======== Texte sélectionné ========

Mme la présidente. La parole est à M. Roger Karoutchi, pour explication de vote.
M. Roger Karoutchi. J’étais l’un des corapporteurs du groupe de réflexion sur les méthodes de travail du Sénat. Par pitié, ne rajoutez pas constamment des obligations de désignation de parlementaires appelés à siéger dans des organismes ! Les parlementaires désignés ne peuvent pas forcément remplir leur office, de sorte que le bilan de la présence des parlementaires dans les organismes où le Parlement est représenté n’est pas toujours très glorieux…
Il faut essayer de trouver une solution pour que les désignations ne concernent que des organismes où les parlementaires siègent réellement.
Mme la présidente. La parole est à M. le ministre.
M. Bernard Cazeneuve, ministre. Je partage totalement votre préoccupation, monsieur le sénateur, mais il ne s’agit pas d’ajouter une représentation parlementaire : cette représentation existe déjà. Nous refusons de priver les parlementaires de prérogatives qui leur sont actuellement reconnues. Vous pourriez nous le reprocher ! (Sourires.)

========

## Consigne
Relevez, dans l'ordre de leur première intervention, toutes les personnes qui prennent la parole dans l'extrait de débat ci-dessus.

======== Données fournies ========

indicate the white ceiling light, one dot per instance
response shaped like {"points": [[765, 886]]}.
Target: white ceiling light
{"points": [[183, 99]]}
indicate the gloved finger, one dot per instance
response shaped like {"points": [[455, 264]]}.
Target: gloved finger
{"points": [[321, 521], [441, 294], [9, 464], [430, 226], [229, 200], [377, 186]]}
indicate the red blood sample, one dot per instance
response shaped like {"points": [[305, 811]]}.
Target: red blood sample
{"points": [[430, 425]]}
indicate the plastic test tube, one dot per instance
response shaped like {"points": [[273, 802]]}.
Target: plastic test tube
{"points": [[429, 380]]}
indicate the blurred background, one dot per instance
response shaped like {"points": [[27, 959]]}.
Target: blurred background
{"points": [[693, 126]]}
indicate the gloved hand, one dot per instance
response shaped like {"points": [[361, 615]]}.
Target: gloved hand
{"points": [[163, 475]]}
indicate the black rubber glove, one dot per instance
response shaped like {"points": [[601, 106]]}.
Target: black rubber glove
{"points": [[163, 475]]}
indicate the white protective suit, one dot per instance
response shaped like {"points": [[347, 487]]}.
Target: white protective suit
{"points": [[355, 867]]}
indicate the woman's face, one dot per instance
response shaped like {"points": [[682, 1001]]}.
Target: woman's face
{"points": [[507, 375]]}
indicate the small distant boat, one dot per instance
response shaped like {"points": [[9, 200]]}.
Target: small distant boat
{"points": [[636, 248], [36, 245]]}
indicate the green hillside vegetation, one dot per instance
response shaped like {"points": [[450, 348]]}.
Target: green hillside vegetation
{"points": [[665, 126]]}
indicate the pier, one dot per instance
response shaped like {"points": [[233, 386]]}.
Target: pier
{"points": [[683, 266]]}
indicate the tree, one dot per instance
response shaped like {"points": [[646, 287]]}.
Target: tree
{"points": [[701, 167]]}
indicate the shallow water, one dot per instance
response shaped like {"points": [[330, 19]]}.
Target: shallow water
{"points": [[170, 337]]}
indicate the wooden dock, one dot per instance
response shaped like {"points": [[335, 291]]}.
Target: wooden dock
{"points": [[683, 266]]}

========

## Réponse
Mme la présidente ; M. Roger Karoutchi ; M. Bernard Cazeneuve, ministre.